= What to work on =
For this exercise, transcribe all the entries exactly as given and omit the images.

= Exercise inputs =
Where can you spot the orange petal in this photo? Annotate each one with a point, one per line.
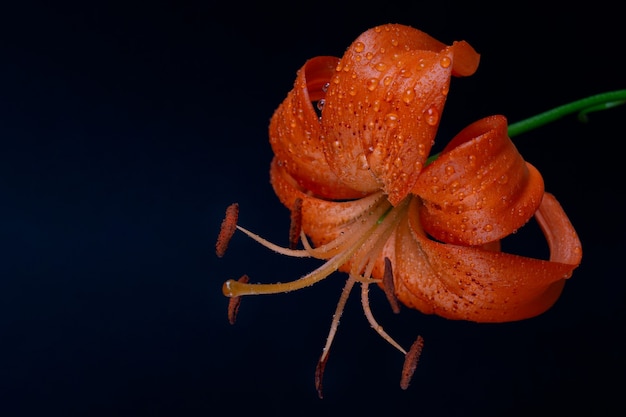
(322, 220)
(384, 104)
(480, 189)
(295, 132)
(470, 283)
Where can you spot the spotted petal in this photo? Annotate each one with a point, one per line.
(480, 189)
(295, 133)
(384, 104)
(470, 283)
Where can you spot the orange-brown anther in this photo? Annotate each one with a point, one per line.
(235, 302)
(227, 230)
(410, 362)
(389, 287)
(295, 226)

= Answer to this task =
Where can you spot the orange petal in this photo? Annotate each one with a point, one per line.
(322, 220)
(384, 104)
(480, 189)
(295, 132)
(470, 283)
Where can you spot the spotted petal in this photo? Annotate each one with a point, one per line.
(480, 189)
(295, 133)
(384, 104)
(470, 283)
Where can you spot the orange-brown anther in this photo? Annotate each one with a point, one per line.
(235, 302)
(227, 230)
(410, 362)
(389, 287)
(295, 226)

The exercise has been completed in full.